▶ ZADANIA PISEMNE
**a.** Ile co najmniej godzin snu zamierza sobie zapewniać monikaasia według tekstu o noworocznych postanowieniach urodowych?
**b.** Przepisz fragment tekstu o noworocznych postanowieniach urodowych, zaczynając od słów „napisał/a: AGAta1313 2008-12-13” i kończąc na słowach „wypoczętą mamusię :)”. Zamiast „synek” wstaw „córeczka”.
**c.** Napisz ciąg dalszy tekstu o noworocznych postanowieniach urodowych, zaczynając po jego ostatnim zdaniu.

▶ CYTOWANY FRAGMENT

··········

Konkurs "Noworoczne urodowe postanowienie"

napisał/a: AGAta1313 2008-12-13 17:50
W listopadzie urodziłam syna. Po ciąży zostało mi trochę ciałka. Postanowiłam, że od stycznia młoda mama weźmie się za siebie. Ścisła dieta, ćwiczenia no i oczywiście mobilizacja muszą mi pomóc. Przecież synek musi mieć ładną i wypoczętą mamusię :)
napisał/a: nyame 2008-12-13 18:24
...nie jest kosztowne, nie wymaga poswiecen...
jednak jezeli zrealizuje je w pelni, z sercem i regularnie to zastapi mi wszystkie inne noworoczne postanowienia.

Moje postanowienie to stawac codziennie rano przed lustrem, usmiechac sie i mowic 'dobrze wygladasz, masz ladne oczy, napewno bedziesz miec dobry dzien' itd. Gdy powie sie to z sercem to czlowiek w to uwierzy a pewnosci i wiary w siebie nie zastapi zadny kosmetyk!
pozdrawiam
nyame, krakow
napisał/a: monikaasia 2008-12-13 22:39
Moim postanowieniem na najbliższy rok, jest zadbanie o to, co pod makijażem, abym więcej nie musiała nim maskować zmęczonej twarzy. Dlatego właśnie, będę pamiętała, żeby
- spać przynajmniej 7 godzin
- zawsze, ale to zawsze zmywać makijaż przed snem
- pić wystarczającą ilość płynów - i unikać w ten sposób opuchlizny
- robić regularnie peeling
- dobrze dopasować krem do swojej skóry

I jeśli to wszystko się uda, to przynajmniej w kwestii urodowej rok 2009 uznam za udany :)

··········

▶ DOSTARCZONE WIERSZE
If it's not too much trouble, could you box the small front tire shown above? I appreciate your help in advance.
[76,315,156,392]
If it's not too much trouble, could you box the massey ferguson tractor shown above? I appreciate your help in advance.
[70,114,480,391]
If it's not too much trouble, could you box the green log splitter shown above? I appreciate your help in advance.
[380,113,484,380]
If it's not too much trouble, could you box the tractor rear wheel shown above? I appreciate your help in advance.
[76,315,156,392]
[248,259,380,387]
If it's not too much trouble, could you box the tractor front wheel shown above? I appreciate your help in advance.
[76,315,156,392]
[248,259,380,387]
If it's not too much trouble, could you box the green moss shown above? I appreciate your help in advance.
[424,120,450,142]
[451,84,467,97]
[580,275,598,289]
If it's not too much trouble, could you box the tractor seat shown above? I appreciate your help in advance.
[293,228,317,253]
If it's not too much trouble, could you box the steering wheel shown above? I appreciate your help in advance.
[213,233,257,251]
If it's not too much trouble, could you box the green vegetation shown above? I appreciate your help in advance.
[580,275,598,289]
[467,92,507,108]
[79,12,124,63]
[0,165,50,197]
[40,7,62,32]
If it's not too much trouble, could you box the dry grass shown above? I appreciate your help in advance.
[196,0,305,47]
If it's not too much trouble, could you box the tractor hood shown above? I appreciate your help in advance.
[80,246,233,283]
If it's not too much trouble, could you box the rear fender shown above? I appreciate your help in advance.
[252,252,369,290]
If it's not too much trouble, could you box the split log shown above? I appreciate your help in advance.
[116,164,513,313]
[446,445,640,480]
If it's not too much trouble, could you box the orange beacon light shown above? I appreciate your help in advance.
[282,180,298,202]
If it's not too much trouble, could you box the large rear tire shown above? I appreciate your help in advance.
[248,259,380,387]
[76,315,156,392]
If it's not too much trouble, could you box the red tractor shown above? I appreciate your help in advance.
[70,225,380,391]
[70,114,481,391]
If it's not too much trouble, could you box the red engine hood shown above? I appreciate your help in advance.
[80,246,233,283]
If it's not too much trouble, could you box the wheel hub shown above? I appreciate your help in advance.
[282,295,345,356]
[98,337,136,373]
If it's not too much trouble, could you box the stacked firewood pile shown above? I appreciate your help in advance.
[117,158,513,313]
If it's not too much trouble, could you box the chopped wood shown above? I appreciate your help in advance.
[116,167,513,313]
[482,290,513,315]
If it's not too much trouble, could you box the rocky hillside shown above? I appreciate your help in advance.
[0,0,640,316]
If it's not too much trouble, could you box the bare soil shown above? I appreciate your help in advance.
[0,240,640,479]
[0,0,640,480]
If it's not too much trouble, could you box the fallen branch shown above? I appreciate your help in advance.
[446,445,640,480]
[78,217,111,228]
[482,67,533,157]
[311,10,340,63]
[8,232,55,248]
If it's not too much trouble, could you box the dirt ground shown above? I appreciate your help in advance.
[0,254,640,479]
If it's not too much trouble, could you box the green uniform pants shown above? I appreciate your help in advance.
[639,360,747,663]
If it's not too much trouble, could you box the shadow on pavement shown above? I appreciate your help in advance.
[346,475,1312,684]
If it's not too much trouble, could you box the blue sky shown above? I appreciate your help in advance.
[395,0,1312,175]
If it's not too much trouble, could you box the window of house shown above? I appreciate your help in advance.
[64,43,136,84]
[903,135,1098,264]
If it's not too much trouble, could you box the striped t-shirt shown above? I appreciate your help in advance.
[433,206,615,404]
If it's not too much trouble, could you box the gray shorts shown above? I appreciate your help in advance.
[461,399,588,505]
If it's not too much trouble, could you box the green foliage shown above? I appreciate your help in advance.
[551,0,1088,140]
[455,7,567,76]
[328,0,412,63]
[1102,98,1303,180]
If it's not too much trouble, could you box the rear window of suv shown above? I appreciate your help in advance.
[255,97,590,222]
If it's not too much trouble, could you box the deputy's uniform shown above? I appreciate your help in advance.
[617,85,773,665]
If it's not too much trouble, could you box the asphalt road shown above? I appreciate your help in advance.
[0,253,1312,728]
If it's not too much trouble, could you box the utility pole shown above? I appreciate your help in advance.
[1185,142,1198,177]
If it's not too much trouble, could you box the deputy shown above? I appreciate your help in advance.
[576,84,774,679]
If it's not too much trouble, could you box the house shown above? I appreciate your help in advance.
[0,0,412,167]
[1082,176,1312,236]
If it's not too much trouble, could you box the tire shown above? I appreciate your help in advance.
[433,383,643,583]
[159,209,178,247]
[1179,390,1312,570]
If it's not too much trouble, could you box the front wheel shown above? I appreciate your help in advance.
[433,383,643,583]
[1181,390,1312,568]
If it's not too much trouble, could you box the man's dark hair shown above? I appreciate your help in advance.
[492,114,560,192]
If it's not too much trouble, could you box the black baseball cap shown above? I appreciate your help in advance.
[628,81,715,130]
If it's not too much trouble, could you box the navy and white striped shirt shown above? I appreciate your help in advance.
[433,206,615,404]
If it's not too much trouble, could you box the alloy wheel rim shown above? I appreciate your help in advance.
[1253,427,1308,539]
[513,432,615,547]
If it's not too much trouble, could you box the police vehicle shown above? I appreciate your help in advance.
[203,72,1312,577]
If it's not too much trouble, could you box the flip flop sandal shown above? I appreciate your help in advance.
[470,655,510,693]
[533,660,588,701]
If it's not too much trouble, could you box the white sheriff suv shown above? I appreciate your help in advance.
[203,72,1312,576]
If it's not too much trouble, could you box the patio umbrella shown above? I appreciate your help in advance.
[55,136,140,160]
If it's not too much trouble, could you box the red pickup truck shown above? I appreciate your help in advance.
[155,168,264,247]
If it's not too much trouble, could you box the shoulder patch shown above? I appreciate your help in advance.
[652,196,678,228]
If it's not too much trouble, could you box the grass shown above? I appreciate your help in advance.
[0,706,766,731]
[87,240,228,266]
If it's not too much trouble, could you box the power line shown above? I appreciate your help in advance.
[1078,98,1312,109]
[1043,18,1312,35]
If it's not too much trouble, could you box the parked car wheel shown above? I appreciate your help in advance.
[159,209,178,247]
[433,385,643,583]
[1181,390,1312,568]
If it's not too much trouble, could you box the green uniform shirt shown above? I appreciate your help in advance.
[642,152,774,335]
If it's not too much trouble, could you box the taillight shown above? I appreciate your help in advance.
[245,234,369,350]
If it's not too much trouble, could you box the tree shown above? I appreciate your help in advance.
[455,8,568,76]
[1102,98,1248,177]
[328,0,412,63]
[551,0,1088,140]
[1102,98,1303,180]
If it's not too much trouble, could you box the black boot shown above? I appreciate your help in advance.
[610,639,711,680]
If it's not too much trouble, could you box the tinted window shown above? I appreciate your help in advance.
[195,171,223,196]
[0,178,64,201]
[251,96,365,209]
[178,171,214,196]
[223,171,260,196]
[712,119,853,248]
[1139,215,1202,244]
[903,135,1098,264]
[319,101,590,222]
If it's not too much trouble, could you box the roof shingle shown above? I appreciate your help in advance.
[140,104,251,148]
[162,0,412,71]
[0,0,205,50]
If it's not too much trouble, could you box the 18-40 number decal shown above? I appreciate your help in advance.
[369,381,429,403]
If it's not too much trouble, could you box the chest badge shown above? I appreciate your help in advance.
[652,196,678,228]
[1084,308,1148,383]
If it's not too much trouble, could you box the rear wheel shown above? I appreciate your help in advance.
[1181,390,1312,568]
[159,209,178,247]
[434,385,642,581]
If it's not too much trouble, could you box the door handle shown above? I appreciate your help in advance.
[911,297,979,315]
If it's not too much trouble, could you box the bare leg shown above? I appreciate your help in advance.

··········

▶ ODPOWIEDZI DO ZADAŃ
**a.** Przynajmniej 7 godzin.

**b.**
napisał/a: AGAta1313 2008-12-13 17:50
W listopadzie urodziłam syna. Po ciąży zostało mi trochę ciałka. Postanowiłam, że od stycznia młoda mama weźmie się za siebie. Ścisła dieta, ćwiczenia no i oczywiście mobilizacja muszą mi pomóc. Przecież córeczka musi mieć ładną i wypoczętą mamusię :)

**c.**
napisał/a: agnes_joan 2008-12-14 13:22
Może to niezbyt oryginalne;)

Otóż postanawiam, że w roku 2009 przede wszystkim nie będę żałować pieniędzy na inwestycje w moją urodę!!!!

- koniec z dylematem czy kupic nowy tusz do rzęs - po prostu brać i się nie zastanawiać....

- nie myśleć czy kolejny krem się przyda - kiedyś na pewno się przyda

- nie myśleć czy lepiej siedzieć przed telewizorem czy isć na spacer - iśc na spacer i nie marudzić

- nie myśleć czy płakać cały dzień, bo jest mi smutno, czy iść spac...-iść spać...kochamy objęcia Morfeusza:)

- i śmiać sie, jak najczęsciej......z burzy, z deszczu, z lisci fruwających na wietrze, z niepowodzeń i z radosći:))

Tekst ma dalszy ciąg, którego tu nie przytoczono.